-- Material provided start --

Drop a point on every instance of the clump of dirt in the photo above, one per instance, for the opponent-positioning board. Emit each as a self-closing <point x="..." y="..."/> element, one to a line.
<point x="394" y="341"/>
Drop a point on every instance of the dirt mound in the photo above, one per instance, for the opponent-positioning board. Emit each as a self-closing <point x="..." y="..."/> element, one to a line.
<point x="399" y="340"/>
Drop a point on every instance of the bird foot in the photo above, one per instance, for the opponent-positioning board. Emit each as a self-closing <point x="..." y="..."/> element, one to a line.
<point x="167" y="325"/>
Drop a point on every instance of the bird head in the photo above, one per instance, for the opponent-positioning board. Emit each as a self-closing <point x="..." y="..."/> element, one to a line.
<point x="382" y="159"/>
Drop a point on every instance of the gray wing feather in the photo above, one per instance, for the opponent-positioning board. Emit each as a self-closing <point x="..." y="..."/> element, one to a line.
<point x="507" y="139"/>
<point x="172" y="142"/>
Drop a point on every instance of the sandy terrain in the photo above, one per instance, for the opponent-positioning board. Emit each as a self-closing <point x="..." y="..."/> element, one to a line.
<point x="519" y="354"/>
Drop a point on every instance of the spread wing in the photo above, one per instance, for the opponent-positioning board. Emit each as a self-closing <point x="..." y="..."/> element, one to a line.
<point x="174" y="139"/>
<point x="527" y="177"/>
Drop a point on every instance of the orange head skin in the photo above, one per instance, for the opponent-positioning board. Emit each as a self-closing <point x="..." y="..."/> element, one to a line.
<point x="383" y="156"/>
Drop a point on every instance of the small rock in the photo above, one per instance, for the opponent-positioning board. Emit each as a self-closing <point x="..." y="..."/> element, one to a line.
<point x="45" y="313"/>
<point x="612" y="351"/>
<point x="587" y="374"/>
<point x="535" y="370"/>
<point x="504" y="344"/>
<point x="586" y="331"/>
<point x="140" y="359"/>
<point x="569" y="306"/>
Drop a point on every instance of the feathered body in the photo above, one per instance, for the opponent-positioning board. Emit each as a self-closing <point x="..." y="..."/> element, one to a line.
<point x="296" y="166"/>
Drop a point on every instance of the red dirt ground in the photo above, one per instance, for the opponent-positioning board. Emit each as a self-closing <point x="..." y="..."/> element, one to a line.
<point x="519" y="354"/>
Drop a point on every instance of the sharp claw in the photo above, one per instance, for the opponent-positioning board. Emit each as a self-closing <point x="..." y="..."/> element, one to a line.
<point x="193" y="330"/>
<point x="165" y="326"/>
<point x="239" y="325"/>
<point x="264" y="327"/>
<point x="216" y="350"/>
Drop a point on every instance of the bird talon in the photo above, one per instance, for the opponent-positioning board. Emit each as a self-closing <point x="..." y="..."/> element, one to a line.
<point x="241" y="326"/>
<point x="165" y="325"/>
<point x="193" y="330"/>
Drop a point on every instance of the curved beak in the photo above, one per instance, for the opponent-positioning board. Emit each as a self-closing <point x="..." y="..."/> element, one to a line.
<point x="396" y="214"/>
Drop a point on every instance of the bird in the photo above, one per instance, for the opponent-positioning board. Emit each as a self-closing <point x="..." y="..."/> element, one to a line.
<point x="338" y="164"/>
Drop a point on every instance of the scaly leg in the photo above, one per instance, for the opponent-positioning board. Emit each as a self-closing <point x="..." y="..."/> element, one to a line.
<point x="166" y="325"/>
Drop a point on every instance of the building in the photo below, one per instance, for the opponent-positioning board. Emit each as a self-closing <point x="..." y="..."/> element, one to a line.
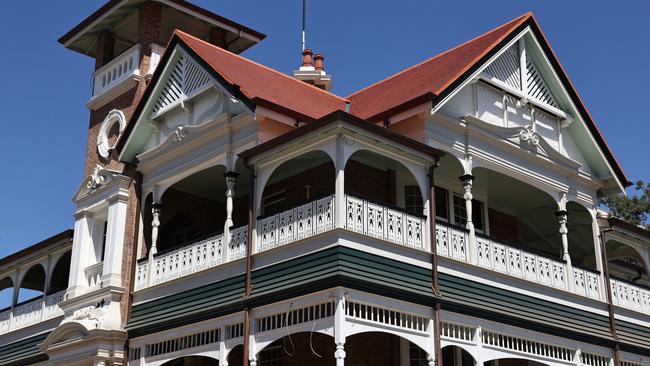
<point x="232" y="214"/>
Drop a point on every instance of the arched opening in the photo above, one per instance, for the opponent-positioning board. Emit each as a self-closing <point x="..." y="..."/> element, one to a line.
<point x="447" y="187"/>
<point x="513" y="362"/>
<point x="297" y="349"/>
<point x="383" y="349"/>
<point x="455" y="356"/>
<point x="60" y="274"/>
<point x="32" y="285"/>
<point x="302" y="179"/>
<point x="382" y="180"/>
<point x="192" y="361"/>
<point x="195" y="207"/>
<point x="625" y="263"/>
<point x="581" y="236"/>
<point x="517" y="213"/>
<point x="236" y="356"/>
<point x="6" y="293"/>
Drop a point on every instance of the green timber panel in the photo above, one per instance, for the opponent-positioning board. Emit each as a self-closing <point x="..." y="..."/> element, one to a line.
<point x="341" y="266"/>
<point x="467" y="296"/>
<point x="23" y="352"/>
<point x="185" y="307"/>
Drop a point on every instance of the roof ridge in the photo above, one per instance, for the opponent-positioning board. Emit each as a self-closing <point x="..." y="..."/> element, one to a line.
<point x="183" y="34"/>
<point x="525" y="15"/>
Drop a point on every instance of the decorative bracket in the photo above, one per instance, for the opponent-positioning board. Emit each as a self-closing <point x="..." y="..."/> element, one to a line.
<point x="528" y="135"/>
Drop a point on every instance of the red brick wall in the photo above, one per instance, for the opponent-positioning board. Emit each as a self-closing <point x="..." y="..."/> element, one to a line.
<point x="502" y="226"/>
<point x="360" y="179"/>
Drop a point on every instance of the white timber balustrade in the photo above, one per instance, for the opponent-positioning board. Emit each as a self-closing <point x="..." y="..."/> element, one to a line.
<point x="94" y="275"/>
<point x="381" y="222"/>
<point x="119" y="69"/>
<point x="191" y="258"/>
<point x="453" y="242"/>
<point x="31" y="312"/>
<point x="630" y="296"/>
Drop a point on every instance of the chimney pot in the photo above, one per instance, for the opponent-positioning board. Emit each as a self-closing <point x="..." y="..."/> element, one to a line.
<point x="307" y="59"/>
<point x="319" y="62"/>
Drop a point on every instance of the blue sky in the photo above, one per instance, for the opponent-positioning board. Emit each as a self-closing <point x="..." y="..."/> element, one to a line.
<point x="605" y="50"/>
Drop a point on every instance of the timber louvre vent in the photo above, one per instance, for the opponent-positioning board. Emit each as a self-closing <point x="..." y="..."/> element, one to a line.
<point x="295" y="317"/>
<point x="506" y="67"/>
<point x="376" y="314"/>
<point x="181" y="343"/>
<point x="186" y="79"/>
<point x="235" y="331"/>
<point x="527" y="346"/>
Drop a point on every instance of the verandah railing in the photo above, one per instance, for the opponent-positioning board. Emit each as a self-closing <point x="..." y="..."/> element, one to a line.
<point x="31" y="312"/>
<point x="395" y="226"/>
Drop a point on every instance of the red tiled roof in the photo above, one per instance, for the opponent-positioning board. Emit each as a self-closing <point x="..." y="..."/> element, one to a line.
<point x="429" y="78"/>
<point x="265" y="86"/>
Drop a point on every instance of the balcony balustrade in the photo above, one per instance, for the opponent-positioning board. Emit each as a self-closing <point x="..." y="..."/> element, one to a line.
<point x="121" y="74"/>
<point x="394" y="226"/>
<point x="31" y="312"/>
<point x="94" y="275"/>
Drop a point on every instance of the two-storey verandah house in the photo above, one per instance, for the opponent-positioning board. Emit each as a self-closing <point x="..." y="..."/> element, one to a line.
<point x="447" y="213"/>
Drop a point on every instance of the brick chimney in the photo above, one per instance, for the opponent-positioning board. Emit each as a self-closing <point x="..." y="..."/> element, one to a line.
<point x="312" y="70"/>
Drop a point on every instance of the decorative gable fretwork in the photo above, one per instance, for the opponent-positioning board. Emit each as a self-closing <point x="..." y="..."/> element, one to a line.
<point x="506" y="67"/>
<point x="186" y="79"/>
<point x="535" y="85"/>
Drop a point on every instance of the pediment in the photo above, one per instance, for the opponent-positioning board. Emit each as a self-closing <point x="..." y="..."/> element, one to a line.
<point x="99" y="180"/>
<point x="517" y="68"/>
<point x="185" y="79"/>
<point x="184" y="95"/>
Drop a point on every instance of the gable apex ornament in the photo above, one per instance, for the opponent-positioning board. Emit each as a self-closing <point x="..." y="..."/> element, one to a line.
<point x="528" y="135"/>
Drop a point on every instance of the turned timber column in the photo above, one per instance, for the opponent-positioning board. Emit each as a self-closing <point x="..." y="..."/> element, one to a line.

-- Material provided end --

* **Your instructions**:
Reproduce, without any change, the stretch of the records from the line containing "Drop a point on every instance of the decorative gable" through the last line of the records.

* **Output**:
Drop a point on every instance of the decorative gable fretwork in the photo above, one per instance, for the opponent-positioning board. Emit each as a self-closing <point x="..." y="..."/> element, one to a line.
<point x="506" y="67"/>
<point x="186" y="79"/>
<point x="535" y="85"/>
Drop a point on every instance of the pediment in the photo above, one per instance, for the opponent-positioning board. Emit each as a self-closing <point x="..." y="..."/> element, one to a line.
<point x="99" y="180"/>
<point x="517" y="68"/>
<point x="185" y="79"/>
<point x="184" y="95"/>
Drop a point on every instance of the gable apex ornament in the photo above, one per instance, for the opponent-positioning board. Emit each as a self-closing <point x="..." y="..."/> element, one to a line.
<point x="528" y="135"/>
Drop a point on every instance of the turned timber column in the photo above, one per instance, for the opponent-positioning board. Emit each as a self-closing <point x="..." y="..."/> element, one to a line.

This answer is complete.